- **Exercise**:
Retype each record shown below, leaving every character as it is.

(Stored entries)
****************

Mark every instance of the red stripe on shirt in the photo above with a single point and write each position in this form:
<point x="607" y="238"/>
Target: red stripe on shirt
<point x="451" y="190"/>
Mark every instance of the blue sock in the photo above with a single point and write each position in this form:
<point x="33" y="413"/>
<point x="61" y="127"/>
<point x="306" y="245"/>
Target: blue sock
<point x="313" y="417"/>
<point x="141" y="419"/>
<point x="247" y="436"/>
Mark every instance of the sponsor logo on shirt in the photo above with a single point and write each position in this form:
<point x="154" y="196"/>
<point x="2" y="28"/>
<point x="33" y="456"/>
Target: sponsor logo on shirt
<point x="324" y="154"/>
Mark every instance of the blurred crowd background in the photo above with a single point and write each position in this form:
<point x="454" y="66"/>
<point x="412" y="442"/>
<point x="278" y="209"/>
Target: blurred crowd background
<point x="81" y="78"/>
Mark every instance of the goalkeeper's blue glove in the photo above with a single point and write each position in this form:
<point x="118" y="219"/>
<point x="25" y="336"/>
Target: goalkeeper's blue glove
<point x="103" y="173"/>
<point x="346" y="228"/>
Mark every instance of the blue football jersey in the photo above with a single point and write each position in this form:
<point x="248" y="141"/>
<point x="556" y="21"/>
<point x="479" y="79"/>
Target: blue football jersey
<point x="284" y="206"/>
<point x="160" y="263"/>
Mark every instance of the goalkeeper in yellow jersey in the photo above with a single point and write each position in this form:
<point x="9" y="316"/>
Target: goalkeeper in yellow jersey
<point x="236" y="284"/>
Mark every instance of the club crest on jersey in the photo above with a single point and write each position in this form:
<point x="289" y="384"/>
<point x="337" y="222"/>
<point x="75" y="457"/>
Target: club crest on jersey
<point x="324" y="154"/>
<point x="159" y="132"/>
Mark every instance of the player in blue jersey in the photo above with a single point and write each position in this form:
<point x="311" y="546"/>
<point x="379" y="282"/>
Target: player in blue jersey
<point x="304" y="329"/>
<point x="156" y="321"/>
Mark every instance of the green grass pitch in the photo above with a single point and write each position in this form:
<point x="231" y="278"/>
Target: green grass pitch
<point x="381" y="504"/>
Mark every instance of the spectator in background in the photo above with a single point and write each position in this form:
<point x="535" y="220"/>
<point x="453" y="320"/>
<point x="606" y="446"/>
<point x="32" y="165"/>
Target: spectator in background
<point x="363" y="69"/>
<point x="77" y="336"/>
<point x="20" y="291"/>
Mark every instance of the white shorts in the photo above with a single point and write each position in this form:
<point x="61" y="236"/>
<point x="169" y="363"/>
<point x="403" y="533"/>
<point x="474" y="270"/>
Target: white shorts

****************

- **Solution**:
Mark every instance of the red stripe on shirt in the photo above with a single point and write each position in this form:
<point x="607" y="238"/>
Target: red stripe on shirt
<point x="451" y="190"/>
Mark every instance of the blue sock in the photo above with a single point and write each position in this form:
<point x="33" y="413"/>
<point x="61" y="127"/>
<point x="306" y="245"/>
Target: blue sock
<point x="313" y="417"/>
<point x="141" y="419"/>
<point x="247" y="436"/>
Mark every instance of the sponsor logo on shirt in the photo above with a single point and write each position in this form:
<point x="154" y="196"/>
<point x="2" y="28"/>
<point x="33" y="456"/>
Target: sponsor logo on shirt
<point x="324" y="154"/>
Mark every instance of the blurred crowd background in the photo above with a single point and write each position in this form:
<point x="454" y="66"/>
<point x="412" y="442"/>
<point x="278" y="209"/>
Target: blurred crowd background
<point x="81" y="78"/>
Mark every instance of the goalkeeper's blue glove in the photo above with a single point and write each position in this form:
<point x="118" y="219"/>
<point x="25" y="336"/>
Target: goalkeeper's blue glove
<point x="103" y="173"/>
<point x="346" y="228"/>
Mark every instance of the blue football jersey in the photo above with a single point and write each position in this form:
<point x="248" y="141"/>
<point x="556" y="21"/>
<point x="479" y="79"/>
Target: blue football jersey
<point x="284" y="206"/>
<point x="160" y="263"/>
Mark every instance of the goalkeeper in yellow jersey in the photo above with a single point and write each position in this form:
<point x="9" y="316"/>
Target: goalkeeper in yellow jersey
<point x="236" y="284"/>
Mark every instance of the club crest on jersey in the photo above with a single point and write each position in this form:
<point x="289" y="384"/>
<point x="337" y="222"/>
<point x="75" y="457"/>
Target: club crest on jersey
<point x="324" y="154"/>
<point x="159" y="132"/>
Mark every instance of the player in blue jersey in the photo above with a single point and write each position in this form:
<point x="311" y="546"/>
<point x="379" y="282"/>
Target: player in blue jersey
<point x="304" y="329"/>
<point x="156" y="321"/>
Mark every instance of the green grass pitch in the photo above with a single point and write each position in this form:
<point x="231" y="278"/>
Target: green grass pitch
<point x="381" y="504"/>
Mark every instance of the spectator in background in the photo above with a single point and write each position in this form:
<point x="535" y="220"/>
<point x="453" y="320"/>
<point x="606" y="446"/>
<point x="32" y="165"/>
Target: spectator in background
<point x="363" y="69"/>
<point x="77" y="336"/>
<point x="20" y="291"/>
Mark every instance of the white shorts in the photo above with a single point and write each position in this form:
<point x="61" y="236"/>
<point x="169" y="363"/>
<point x="403" y="533"/>
<point x="474" y="270"/>
Target: white shorts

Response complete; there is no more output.